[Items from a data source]
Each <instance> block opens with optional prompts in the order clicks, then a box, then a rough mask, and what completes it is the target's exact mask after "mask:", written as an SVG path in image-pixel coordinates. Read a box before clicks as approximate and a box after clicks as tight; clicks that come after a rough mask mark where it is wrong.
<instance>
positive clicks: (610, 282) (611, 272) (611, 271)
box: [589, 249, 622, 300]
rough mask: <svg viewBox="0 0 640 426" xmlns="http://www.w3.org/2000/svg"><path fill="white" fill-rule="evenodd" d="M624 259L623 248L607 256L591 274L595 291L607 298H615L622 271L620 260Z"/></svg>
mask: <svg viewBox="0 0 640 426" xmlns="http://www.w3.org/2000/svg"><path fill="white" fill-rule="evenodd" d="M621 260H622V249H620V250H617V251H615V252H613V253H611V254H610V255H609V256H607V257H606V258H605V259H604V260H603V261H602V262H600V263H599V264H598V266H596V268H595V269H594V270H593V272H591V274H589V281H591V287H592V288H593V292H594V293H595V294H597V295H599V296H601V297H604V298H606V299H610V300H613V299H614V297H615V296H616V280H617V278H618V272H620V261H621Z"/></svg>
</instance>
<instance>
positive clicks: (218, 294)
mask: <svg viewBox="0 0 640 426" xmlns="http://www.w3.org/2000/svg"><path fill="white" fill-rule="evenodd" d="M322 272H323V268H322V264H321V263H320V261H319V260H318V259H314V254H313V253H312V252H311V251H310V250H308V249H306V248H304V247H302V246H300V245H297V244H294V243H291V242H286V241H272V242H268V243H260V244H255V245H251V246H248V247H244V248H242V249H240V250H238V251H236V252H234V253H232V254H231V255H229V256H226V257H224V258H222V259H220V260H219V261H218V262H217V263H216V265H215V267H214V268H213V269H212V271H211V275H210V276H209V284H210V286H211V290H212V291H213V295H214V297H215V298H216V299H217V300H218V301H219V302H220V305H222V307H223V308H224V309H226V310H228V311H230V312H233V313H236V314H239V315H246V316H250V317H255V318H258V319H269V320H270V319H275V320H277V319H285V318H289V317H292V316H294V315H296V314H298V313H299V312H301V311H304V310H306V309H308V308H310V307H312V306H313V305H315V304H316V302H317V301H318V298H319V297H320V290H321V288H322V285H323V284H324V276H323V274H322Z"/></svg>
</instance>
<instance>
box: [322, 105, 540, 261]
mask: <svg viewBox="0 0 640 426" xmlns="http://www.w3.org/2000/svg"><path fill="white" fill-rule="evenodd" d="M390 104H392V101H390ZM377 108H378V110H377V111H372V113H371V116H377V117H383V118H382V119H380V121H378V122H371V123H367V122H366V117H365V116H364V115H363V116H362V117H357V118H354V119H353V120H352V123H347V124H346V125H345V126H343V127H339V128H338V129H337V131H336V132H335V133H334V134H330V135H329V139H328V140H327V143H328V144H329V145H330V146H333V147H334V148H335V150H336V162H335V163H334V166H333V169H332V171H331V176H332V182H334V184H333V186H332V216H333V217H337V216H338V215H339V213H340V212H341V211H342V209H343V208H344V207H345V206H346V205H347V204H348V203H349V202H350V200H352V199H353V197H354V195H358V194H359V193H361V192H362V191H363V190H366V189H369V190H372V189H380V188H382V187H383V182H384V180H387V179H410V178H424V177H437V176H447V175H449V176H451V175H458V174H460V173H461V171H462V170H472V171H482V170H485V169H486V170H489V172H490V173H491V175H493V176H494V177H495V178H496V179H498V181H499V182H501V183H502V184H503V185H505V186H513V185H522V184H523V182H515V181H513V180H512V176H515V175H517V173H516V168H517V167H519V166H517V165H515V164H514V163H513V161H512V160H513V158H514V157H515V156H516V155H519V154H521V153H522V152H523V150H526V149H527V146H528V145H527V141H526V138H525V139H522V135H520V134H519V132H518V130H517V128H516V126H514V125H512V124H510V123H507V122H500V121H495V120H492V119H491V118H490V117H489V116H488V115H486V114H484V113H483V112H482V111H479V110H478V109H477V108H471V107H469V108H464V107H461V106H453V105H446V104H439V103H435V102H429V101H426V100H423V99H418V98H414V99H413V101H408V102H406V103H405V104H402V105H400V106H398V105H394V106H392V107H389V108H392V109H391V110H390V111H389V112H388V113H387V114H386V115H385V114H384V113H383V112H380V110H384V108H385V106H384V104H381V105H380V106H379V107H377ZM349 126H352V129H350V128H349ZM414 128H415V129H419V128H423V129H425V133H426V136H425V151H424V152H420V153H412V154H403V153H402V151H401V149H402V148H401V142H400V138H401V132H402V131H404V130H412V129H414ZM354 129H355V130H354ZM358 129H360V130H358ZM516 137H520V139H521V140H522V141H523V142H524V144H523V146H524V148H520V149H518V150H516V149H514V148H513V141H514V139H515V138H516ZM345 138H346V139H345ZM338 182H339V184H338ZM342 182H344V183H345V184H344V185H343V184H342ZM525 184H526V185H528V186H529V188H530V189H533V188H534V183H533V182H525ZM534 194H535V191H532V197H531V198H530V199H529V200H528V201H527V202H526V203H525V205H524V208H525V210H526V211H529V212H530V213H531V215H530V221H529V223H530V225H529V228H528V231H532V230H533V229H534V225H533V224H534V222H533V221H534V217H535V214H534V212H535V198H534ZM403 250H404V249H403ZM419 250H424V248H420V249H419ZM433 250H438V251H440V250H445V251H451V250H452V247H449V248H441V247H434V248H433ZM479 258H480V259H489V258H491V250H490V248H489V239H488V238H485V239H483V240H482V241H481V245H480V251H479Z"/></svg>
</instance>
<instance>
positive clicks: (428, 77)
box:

__TASK PROMPT__: Every entry above must be reproduced exactly.

__OUTPUT FOR THIS TASK__:
Each <instance> block opens with optional prompts in the order clicks, then a box, then a rough mask, and what completes it is the target's exact mask after "mask:", written as an SVG path in image-pixel coordinates. Read a box before clicks as approximate and a box after clicks as tight; clicks that come after a rough mask mark where it is wrong.
<instance>
positive clicks: (610, 282) (611, 272) (611, 271)
box: [589, 249, 622, 300]
rough mask: <svg viewBox="0 0 640 426" xmlns="http://www.w3.org/2000/svg"><path fill="white" fill-rule="evenodd" d="M624 259L623 248L607 256L591 274L595 291L607 298H615L622 271L620 260Z"/></svg>
mask: <svg viewBox="0 0 640 426" xmlns="http://www.w3.org/2000/svg"><path fill="white" fill-rule="evenodd" d="M621 260H622V249H620V250H617V251H615V252H613V253H611V254H610V255H609V256H607V257H606V258H605V259H604V260H603V261H602V262H600V263H599V264H598V266H596V268H595V269H594V270H593V272H591V274H589V281H591V287H592V288H593V292H594V293H595V294H597V295H599V296H601V297H604V298H606V299H610V300H613V299H614V297H615V296H616V280H617V278H618V272H620V261H621Z"/></svg>
</instance>
<instance>
positive clicks: (218, 294)
mask: <svg viewBox="0 0 640 426" xmlns="http://www.w3.org/2000/svg"><path fill="white" fill-rule="evenodd" d="M322 272H323V268H322V264H321V263H320V261H319V260H318V259H314V254H313V253H312V252H311V251H310V250H308V249H306V248H304V247H302V246H300V245H297V244H294V243H291V242H286V241H272V242H268V243H260V244H255V245H251V246H248V247H244V248H242V249H240V250H238V251H236V252H234V253H232V254H231V255H229V256H226V257H224V258H222V259H220V260H219V261H218V262H217V263H216V265H215V267H214V268H213V269H212V271H211V275H210V276H209V284H210V286H211V290H212V291H213V295H214V297H215V298H216V299H217V300H218V301H219V302H220V305H222V307H223V308H224V309H226V310H228V311H230V312H233V313H236V314H239V315H246V316H250V317H255V318H258V319H269V320H270V319H275V320H277V319H285V318H289V317H292V316H294V315H296V314H298V313H299V312H301V311H304V310H306V309H308V308H310V307H312V306H313V305H315V304H316V302H317V301H318V298H319V297H320V290H321V288H322V285H323V284H324V276H323V274H322Z"/></svg>
</instance>
<instance>
box: [322, 105, 540, 261]
mask: <svg viewBox="0 0 640 426" xmlns="http://www.w3.org/2000/svg"><path fill="white" fill-rule="evenodd" d="M390 104H392V101H390ZM377 108H378V110H377V111H372V113H371V116H377V117H383V118H382V119H380V121H378V122H371V123H367V122H366V117H365V116H364V115H363V116H362V117H357V118H354V119H353V120H352V123H347V124H346V125H345V126H343V127H339V128H338V129H337V131H336V132H335V133H334V134H330V135H329V139H328V140H327V143H328V144H329V145H330V146H333V147H334V148H335V150H336V162H335V163H334V166H333V169H332V171H331V176H332V182H334V184H333V186H332V216H333V217H337V216H338V215H339V213H340V212H341V211H342V209H343V208H344V207H345V206H346V205H347V204H348V203H349V202H350V200H352V199H353V197H354V195H358V194H359V193H361V192H362V191H363V190H366V189H369V190H372V189H380V188H382V187H383V182H384V180H387V179H410V178H424V177H437V176H447V175H449V176H451V175H458V174H460V173H461V171H462V170H472V171H482V170H485V169H486V170H489V172H490V173H491V175H493V176H494V177H495V178H496V179H498V181H499V182H501V183H502V184H503V185H505V186H513V185H522V184H523V182H515V181H513V180H512V176H515V175H517V173H516V168H517V167H519V166H517V165H515V164H514V163H513V161H512V160H513V158H514V157H515V156H516V155H519V154H521V153H522V152H523V150H526V149H527V146H528V145H527V141H526V138H525V139H522V135H520V134H519V132H518V130H517V128H516V126H514V125H512V124H510V123H507V122H500V121H495V120H492V119H491V118H490V117H489V116H488V115H486V114H484V113H483V112H482V111H479V110H478V109H477V108H471V107H469V108H464V107H461V106H453V105H446V104H439V103H435V102H429V101H426V100H423V99H418V98H414V99H413V101H408V102H406V103H405V104H402V105H400V106H398V105H394V106H392V107H389V108H392V109H391V110H390V111H389V112H388V113H387V114H386V115H385V114H384V113H383V112H380V110H384V108H385V106H384V104H381V105H380V106H379V107H377ZM349 126H352V129H350V128H349ZM414 128H415V129H419V128H423V129H425V133H426V136H425V151H424V152H420V153H412V154H403V153H402V151H401V149H402V148H401V142H400V138H401V132H402V131H404V130H412V129H414ZM354 129H355V130H354ZM358 129H360V130H358ZM516 137H520V139H521V140H522V141H523V142H524V144H523V146H524V148H520V149H518V150H516V149H514V148H513V141H514V139H515V138H516ZM345 138H346V139H345ZM338 182H339V184H338ZM342 182H344V183H345V184H344V185H343V184H342ZM525 184H526V185H528V186H529V188H530V189H533V188H534V183H533V182H525ZM534 194H535V191H532V197H531V198H530V199H529V200H528V201H527V202H526V203H525V205H524V208H525V210H526V211H529V212H530V213H531V215H530V221H529V223H530V225H529V228H528V231H532V230H533V229H534V225H533V224H534V222H533V221H534V217H535V214H534V212H535V198H534ZM403 250H404V249H403ZM419 250H424V248H420V249H419ZM433 250H438V251H440V250H445V251H451V250H452V247H449V248H441V247H434V248H433ZM479 258H480V259H489V258H491V250H490V248H489V239H488V238H485V239H483V240H482V241H481V245H480V251H479Z"/></svg>
</instance>
<instance>
positive clicks: (428, 77)
box:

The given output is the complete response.